The task ::
Starting with the line containing "Target: one way sign" and going on through the line containing "Target: debris-covered street", return the lines of the data below exactly, and only those.

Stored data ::
⟨
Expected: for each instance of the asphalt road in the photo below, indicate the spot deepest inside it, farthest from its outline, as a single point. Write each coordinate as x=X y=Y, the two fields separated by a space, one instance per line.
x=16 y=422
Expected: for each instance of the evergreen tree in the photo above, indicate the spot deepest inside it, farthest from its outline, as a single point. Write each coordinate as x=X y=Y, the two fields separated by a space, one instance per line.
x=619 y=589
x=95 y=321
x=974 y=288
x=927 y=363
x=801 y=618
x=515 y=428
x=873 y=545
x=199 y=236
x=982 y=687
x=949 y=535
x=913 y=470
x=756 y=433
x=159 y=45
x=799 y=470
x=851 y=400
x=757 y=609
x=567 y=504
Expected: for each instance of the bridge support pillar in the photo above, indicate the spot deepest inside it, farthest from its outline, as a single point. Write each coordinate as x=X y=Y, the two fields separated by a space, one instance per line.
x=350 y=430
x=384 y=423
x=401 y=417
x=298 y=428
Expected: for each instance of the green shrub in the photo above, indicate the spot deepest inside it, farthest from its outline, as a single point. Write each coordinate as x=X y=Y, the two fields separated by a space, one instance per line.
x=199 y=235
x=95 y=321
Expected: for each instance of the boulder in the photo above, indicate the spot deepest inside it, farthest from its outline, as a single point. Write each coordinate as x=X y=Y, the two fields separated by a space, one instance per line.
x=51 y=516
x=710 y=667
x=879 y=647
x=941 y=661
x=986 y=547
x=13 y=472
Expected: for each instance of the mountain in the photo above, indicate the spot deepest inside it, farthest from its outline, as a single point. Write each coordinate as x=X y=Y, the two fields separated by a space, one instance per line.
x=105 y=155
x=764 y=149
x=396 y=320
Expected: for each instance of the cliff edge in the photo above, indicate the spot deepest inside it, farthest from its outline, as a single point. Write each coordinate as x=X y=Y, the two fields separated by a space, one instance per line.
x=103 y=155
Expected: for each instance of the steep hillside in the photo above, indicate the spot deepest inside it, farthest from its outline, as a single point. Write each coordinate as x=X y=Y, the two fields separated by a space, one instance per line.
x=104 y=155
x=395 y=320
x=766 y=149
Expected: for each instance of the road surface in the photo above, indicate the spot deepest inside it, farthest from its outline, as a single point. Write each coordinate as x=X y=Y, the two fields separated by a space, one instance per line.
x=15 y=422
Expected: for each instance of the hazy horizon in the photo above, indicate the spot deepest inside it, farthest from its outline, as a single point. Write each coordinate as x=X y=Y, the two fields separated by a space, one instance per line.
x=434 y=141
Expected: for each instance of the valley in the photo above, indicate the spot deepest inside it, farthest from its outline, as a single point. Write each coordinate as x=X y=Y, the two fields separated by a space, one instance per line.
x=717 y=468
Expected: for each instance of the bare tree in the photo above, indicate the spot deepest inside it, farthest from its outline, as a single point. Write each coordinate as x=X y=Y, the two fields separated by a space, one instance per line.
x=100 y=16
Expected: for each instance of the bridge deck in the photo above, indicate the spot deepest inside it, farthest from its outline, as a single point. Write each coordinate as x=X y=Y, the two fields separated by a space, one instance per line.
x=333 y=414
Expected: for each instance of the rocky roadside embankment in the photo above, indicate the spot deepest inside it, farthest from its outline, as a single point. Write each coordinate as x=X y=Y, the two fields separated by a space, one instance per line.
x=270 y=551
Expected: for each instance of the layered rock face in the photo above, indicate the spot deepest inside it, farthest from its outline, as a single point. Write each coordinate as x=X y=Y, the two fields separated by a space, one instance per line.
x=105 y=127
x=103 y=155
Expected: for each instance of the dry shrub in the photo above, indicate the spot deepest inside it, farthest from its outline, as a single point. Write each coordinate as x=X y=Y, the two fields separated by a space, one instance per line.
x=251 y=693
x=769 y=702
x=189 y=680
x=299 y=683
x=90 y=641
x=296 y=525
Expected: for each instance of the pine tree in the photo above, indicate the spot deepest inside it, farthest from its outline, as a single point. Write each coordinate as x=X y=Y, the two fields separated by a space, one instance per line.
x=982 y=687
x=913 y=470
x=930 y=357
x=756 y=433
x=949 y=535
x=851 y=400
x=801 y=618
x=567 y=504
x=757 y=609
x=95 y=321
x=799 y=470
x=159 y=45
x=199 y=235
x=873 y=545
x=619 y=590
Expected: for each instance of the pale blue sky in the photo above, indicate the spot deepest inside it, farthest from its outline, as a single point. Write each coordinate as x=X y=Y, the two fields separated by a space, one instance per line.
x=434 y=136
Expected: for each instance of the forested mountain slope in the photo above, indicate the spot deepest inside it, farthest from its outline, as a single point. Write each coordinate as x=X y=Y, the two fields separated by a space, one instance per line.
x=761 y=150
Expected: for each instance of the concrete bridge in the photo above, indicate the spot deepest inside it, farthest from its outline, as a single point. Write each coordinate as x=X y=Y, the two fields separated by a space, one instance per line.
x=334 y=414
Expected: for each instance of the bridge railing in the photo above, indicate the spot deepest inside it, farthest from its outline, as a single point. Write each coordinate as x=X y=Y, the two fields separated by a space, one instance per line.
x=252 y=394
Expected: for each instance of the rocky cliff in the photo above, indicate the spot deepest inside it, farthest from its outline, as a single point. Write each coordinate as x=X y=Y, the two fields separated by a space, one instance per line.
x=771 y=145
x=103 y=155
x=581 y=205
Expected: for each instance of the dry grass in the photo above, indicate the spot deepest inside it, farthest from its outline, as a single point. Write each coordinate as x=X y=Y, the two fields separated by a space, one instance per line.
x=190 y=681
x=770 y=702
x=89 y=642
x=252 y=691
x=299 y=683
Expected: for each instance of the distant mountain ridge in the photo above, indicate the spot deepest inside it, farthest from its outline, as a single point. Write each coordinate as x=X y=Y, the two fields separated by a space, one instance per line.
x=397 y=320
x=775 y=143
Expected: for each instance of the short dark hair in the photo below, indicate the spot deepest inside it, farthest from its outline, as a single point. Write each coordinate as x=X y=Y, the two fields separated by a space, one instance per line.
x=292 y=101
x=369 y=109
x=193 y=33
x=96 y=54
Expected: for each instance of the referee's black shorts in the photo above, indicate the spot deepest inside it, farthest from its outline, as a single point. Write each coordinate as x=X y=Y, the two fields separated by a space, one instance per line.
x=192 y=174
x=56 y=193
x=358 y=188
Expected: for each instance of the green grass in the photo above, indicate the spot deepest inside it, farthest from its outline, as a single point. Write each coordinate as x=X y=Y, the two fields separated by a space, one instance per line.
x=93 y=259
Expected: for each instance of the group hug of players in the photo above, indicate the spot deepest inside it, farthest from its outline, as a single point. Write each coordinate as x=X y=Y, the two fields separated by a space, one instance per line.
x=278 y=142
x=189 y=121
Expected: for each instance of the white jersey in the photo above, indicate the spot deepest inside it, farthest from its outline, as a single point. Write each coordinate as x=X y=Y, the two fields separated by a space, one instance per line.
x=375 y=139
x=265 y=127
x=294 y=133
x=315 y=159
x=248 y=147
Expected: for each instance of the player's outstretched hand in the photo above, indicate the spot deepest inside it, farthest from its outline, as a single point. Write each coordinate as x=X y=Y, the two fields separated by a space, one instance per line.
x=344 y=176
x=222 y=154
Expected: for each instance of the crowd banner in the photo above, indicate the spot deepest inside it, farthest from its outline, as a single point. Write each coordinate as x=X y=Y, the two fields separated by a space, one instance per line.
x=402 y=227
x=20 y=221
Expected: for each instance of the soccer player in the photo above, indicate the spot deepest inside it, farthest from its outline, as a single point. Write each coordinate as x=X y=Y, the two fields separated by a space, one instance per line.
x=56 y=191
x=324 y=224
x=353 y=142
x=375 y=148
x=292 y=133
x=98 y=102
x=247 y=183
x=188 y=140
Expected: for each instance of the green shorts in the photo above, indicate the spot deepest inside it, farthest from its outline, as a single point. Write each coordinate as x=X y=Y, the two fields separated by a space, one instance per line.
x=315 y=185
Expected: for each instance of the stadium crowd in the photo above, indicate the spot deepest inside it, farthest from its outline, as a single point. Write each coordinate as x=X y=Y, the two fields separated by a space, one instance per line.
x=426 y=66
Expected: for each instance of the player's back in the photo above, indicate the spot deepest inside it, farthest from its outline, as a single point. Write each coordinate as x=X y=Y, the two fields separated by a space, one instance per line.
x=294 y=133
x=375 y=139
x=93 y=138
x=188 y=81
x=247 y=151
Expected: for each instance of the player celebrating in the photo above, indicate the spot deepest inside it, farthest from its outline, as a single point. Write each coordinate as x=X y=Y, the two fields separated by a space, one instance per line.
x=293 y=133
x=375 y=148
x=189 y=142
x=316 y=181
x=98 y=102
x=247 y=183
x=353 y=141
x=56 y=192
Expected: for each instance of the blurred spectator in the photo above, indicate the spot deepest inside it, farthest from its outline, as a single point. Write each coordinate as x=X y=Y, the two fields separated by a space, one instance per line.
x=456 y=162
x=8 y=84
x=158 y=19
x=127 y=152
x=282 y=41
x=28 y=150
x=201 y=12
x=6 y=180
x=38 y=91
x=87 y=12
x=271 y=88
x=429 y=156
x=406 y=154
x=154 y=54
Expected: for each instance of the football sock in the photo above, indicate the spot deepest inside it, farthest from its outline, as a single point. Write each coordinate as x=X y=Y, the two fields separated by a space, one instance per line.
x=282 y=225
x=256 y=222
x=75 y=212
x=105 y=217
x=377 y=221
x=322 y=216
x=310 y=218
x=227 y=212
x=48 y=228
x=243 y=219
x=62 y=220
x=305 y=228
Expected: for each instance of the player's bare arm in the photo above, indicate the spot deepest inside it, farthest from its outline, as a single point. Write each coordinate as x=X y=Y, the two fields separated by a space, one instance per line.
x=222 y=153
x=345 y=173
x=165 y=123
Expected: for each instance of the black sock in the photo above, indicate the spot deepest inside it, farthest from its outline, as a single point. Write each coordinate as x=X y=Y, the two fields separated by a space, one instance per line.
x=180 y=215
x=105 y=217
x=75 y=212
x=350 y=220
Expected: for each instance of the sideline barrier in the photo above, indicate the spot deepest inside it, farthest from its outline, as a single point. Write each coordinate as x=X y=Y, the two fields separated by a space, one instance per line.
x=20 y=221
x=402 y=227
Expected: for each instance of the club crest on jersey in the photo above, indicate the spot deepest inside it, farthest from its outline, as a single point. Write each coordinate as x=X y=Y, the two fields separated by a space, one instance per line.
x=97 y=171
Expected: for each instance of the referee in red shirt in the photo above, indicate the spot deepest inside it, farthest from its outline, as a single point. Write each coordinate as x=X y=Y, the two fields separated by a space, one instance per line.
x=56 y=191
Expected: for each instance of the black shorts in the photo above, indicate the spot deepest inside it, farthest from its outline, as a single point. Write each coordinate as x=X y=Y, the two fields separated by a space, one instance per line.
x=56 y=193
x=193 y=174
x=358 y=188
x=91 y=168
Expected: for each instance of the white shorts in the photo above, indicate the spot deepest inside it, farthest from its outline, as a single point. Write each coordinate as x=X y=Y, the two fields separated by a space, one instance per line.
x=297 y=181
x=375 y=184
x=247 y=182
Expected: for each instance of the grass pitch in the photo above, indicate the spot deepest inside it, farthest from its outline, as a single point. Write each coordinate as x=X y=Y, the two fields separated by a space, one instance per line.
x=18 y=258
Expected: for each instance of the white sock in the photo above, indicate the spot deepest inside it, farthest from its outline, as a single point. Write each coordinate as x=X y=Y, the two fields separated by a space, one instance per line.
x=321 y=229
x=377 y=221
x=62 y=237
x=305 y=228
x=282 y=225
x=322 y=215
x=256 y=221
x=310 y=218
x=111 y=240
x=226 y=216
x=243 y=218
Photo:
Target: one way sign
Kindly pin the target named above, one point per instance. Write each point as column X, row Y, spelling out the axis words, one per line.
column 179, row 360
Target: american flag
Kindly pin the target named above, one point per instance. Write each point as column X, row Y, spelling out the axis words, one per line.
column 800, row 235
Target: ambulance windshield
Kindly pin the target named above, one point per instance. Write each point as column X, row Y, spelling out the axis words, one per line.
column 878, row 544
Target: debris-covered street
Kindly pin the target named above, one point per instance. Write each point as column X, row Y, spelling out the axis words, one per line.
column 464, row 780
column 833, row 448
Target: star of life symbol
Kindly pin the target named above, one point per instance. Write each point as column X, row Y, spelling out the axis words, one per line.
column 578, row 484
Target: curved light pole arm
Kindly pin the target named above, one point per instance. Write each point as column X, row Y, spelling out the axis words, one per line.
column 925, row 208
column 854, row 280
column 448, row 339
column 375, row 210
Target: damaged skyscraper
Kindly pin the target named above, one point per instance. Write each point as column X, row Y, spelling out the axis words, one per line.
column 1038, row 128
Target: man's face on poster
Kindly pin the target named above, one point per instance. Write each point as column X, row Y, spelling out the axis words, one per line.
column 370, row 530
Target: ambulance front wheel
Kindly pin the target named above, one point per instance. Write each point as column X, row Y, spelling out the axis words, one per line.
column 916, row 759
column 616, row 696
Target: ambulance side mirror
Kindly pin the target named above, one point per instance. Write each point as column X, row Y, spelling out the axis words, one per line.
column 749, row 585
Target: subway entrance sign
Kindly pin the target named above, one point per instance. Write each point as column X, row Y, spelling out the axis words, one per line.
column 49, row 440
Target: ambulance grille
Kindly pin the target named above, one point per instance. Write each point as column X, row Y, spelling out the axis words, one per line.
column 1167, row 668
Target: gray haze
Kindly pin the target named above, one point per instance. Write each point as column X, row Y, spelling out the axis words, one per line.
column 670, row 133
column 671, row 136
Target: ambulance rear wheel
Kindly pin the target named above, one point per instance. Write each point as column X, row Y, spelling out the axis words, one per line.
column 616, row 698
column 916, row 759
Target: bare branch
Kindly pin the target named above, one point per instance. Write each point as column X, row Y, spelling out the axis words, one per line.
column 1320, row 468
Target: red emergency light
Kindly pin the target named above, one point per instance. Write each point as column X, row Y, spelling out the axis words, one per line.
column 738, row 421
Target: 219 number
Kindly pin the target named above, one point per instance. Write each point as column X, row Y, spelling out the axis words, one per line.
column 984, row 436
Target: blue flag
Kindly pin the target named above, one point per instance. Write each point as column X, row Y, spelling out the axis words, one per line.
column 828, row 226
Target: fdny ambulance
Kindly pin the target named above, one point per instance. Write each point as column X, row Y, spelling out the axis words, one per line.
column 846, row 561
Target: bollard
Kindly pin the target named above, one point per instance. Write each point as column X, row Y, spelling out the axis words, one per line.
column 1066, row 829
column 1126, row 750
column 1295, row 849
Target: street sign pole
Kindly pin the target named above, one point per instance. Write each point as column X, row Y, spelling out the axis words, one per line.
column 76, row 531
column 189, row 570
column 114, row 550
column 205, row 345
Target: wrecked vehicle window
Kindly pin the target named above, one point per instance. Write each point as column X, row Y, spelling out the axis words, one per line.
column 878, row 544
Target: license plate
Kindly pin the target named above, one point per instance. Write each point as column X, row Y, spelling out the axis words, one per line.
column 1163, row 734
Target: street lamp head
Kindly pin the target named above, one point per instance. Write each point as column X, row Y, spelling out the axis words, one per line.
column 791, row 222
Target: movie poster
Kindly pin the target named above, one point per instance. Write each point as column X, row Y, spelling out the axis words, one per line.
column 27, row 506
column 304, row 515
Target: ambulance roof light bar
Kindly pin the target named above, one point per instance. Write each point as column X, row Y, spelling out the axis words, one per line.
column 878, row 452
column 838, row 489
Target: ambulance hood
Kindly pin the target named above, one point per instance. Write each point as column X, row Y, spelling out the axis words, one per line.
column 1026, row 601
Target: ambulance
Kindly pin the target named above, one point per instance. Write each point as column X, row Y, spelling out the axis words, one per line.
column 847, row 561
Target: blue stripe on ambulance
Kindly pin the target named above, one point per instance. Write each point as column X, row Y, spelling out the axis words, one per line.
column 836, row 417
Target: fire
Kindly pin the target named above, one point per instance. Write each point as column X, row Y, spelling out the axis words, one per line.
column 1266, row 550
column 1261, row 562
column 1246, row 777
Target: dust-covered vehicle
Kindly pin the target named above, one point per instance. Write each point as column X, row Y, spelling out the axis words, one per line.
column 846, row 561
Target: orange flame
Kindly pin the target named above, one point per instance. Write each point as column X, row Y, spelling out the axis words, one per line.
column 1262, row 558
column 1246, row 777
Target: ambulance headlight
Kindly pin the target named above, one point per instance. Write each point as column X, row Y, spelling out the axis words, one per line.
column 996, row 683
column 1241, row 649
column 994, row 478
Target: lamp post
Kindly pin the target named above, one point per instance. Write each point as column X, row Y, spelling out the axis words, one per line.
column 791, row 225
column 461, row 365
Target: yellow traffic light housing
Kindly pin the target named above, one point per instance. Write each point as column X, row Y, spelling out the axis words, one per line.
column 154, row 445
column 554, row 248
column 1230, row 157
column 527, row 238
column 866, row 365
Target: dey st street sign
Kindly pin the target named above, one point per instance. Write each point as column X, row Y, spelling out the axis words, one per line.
⟩
Exercise response ::
Target: one way sign
Kindly pin the target named above, one point per instance. Write each point as column X, row Y, spelling out the axis words, one per line.
column 179, row 360
Target: american flag
Kindly pin the target named above, one point per instance. Write each point as column X, row Y, spelling out the axis words, one per line.
column 800, row 235
Target: ambulance windshield
Kindly pin the target named above, one point per instance. Write each point as column X, row Y, spelling out the axis words, one per line.
column 878, row 544
Target: debris-covered street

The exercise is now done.